== EXTRAIT DU DOCUMENT

Il s'agit de la création d'un institut de police virtuel. Nous avons ainsi transformé le programme de formation de base de nos futurs policiers patrouilleurs. Nous nous sommes inspirés de modèles européens, plus spécialement allemands. La durée du programme s'échelonne toujours sur treize semaines, mais les cours pratiques remplacent désormais la majeure partie des cours magistraux. 

Nos élèves sont équipés comme de vrais policiers et ont leur quartier général dans un poste de police virtuel avec sa hiérarchie et ses opérations. Ils doivent passer à l'action au moyen de simulations aux objectifs pédagogiques concrets, encadrés et évalués par des chefs d'équipe. Les scénarios auxquels ils sont confrontés vont d'une simple plainte d'un citoyen à un événement à haut risque.

====
== ENTRÉES DE DONNÉES

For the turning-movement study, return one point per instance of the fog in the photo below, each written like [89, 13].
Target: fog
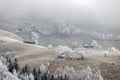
[98, 12]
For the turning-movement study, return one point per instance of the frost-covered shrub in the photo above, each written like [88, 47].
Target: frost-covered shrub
[66, 72]
[89, 74]
[5, 74]
[43, 69]
[94, 44]
[50, 46]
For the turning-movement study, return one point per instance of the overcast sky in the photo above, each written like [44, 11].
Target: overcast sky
[104, 12]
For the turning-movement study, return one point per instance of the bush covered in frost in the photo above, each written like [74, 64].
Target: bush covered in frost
[14, 72]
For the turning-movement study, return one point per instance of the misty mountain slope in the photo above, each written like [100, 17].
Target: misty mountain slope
[26, 53]
[57, 32]
[10, 36]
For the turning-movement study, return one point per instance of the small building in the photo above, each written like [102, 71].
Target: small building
[29, 42]
[86, 45]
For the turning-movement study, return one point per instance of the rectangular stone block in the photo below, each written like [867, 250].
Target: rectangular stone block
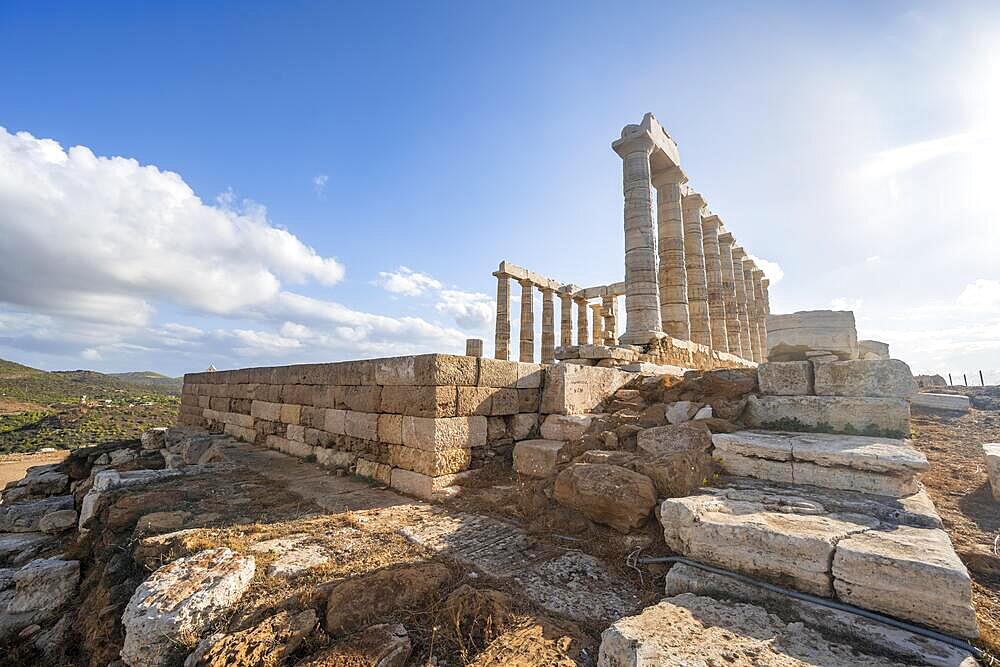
[334, 421]
[417, 484]
[865, 377]
[843, 414]
[432, 463]
[266, 410]
[433, 434]
[785, 378]
[390, 429]
[362, 425]
[420, 401]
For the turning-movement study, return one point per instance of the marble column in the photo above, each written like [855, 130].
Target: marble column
[752, 312]
[609, 309]
[598, 317]
[565, 319]
[672, 276]
[741, 302]
[548, 326]
[527, 321]
[642, 301]
[713, 273]
[758, 295]
[582, 317]
[502, 347]
[729, 294]
[694, 262]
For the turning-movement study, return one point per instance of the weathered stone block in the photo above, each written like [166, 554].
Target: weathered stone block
[860, 415]
[537, 458]
[791, 336]
[432, 463]
[785, 378]
[860, 377]
[439, 433]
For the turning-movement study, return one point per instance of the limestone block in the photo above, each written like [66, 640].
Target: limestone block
[942, 402]
[181, 600]
[335, 421]
[873, 349]
[537, 458]
[607, 494]
[910, 573]
[565, 427]
[380, 472]
[991, 452]
[888, 416]
[433, 463]
[390, 429]
[790, 336]
[362, 425]
[864, 377]
[571, 389]
[439, 433]
[785, 378]
[498, 373]
[266, 410]
[417, 484]
[524, 425]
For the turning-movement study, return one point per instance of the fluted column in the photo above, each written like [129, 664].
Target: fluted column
[753, 314]
[758, 295]
[694, 262]
[502, 341]
[548, 326]
[609, 311]
[672, 276]
[565, 319]
[582, 316]
[642, 302]
[598, 326]
[741, 302]
[729, 294]
[713, 272]
[527, 321]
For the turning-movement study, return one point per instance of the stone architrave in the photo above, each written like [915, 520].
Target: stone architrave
[741, 302]
[565, 319]
[694, 261]
[672, 276]
[758, 295]
[582, 319]
[642, 301]
[548, 327]
[752, 312]
[609, 310]
[598, 317]
[713, 272]
[729, 294]
[502, 350]
[527, 321]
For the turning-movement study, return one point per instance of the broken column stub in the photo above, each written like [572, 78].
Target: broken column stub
[790, 337]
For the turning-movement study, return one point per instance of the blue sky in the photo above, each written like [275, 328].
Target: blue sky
[315, 146]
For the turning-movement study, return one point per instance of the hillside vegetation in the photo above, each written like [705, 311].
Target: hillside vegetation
[70, 409]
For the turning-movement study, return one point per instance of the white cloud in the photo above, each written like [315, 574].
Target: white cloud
[406, 281]
[772, 270]
[471, 310]
[112, 237]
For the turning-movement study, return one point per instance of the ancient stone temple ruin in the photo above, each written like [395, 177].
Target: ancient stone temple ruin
[693, 298]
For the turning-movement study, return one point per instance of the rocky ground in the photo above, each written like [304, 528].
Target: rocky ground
[958, 485]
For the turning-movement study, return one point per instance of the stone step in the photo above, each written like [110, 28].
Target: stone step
[690, 629]
[883, 466]
[851, 549]
[840, 414]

====

EXERCICE: Pouvez-vous reproduire tel quel le passage de l'extrait sur l'institut de police virtuel qui va de "Nos élèves sont" à "à haut risque." ?

CORRIGÉ DE L'EXERCICE:
Nos élèves sont équipés comme de vrais policiers et ont leur quartier général dans un poste de police virtuel avec sa hiérarchie et ses opérations. Ils doivent passer à l'action au moyen de simulations aux objectifs pédagogiques concrets, encadrés et évalués par des chefs d'équipe. Les scénarios auxquels ils sont confrontés vont d'une simple plainte d'un citoyen à un événement à haut risque.